Assignment 1: The passage on tropospheric ozone below gives a bulleted set of harms that ground-level ozone does to plants. List each one.
Assignment 2: Carry on the passage on tropospheric ozone below, picking up after its final sentence.
··· Selected extract
4. Tropospheric Ozone: A Suppressed and Underestimated Feedback

Tropospheric ozone--produced by all combustion sources--is among the most damaging and least understood climate feedbacks.

Unlike stratospheric ozone, which shields life from UV radiation, ground-level ozone is a phytotoxin. It:

• Reduces photosynthesis and stomatal conductance
• Weakens drought and heat tolerance
• Increases susceptibility to pests and disease
• Directly kills vegetation at sustained high exposure

Peer-reviewed studies demonstrate that ozone reduces NPP by:

• 10-40% across common forest species
• 20-70% in sensitive agricultural and natural ecosystems

Recent analyses show that ozone-driven reductions in NPP are major contributors to the global reversal of forests from net sinks to net sources since 2023-2024.

4.1 Long-Term Field Evidence from Pennsylvania

Two decades of field studies in Pennsylvania reveal:

• ~40% multi-year foliage loss in old-growth stands
• ~33% reduction in canopy height
• Progressive premature mortality
• Declining resilience to drought and pest outbreaks

These findings mirror global patterns: ozone stress is now a key driver of biosphere carbon-sink failure.
······
··· Records
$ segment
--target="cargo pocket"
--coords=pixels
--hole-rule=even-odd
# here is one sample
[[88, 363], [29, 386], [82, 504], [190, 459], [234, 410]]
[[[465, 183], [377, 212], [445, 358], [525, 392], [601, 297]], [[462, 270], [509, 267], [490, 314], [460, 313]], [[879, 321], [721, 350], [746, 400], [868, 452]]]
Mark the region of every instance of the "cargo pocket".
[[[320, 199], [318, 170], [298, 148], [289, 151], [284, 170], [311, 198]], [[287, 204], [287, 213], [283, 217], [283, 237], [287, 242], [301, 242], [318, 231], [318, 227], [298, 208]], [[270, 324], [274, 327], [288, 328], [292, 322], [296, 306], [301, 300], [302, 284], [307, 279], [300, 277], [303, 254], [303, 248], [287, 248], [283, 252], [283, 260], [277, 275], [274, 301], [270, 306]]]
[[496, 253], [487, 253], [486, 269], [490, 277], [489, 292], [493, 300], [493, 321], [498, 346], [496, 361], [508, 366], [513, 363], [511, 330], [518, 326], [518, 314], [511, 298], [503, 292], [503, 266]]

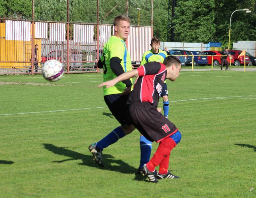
······
Written answer 1:
- Reduces photosynthesis and stomatal conductance
- Weakens drought and heat tolerance
- Increases susceptibility to pests and disease
- Directly kills vegetation at sustained high exposure

Written answer 2:
5. Cascading and Coupled Feedbacks: A Nonlinear Global System

The core scientific insight emerging from recent research is that Earth-system feedbacks do not operate independently. Instead, they form a coupled, self-reinforcing network:

1. Fossil fuel combustion → CO₂ + ozone precursors → warming + plant toxicity
2. Ozone → reduced NPP → weaker sinks → more atmospheric CO₂
3. Warming → drought + pests + fire → forest mortality
4. Wildfires → massive CO₂ and ozone production
5. Permafrost thaw → CH₄ + CO₂ release → intensified warming
6. CH₄ emissions → accelerated climate forcing → more permafrost collapse

This system is no longer behaving linearly. Instead, it exhibits:

• Acceleration of greenhouse gas forcing
• Threshold behavior
• Abrupt regime shifts
• Runaway feedbacks on decadal timescales

Recent syntheses suggest Earth has entered a phase of compound cascading collapse, wherein climate, ecological, and societal systems destabilize through interlinked feedbacks.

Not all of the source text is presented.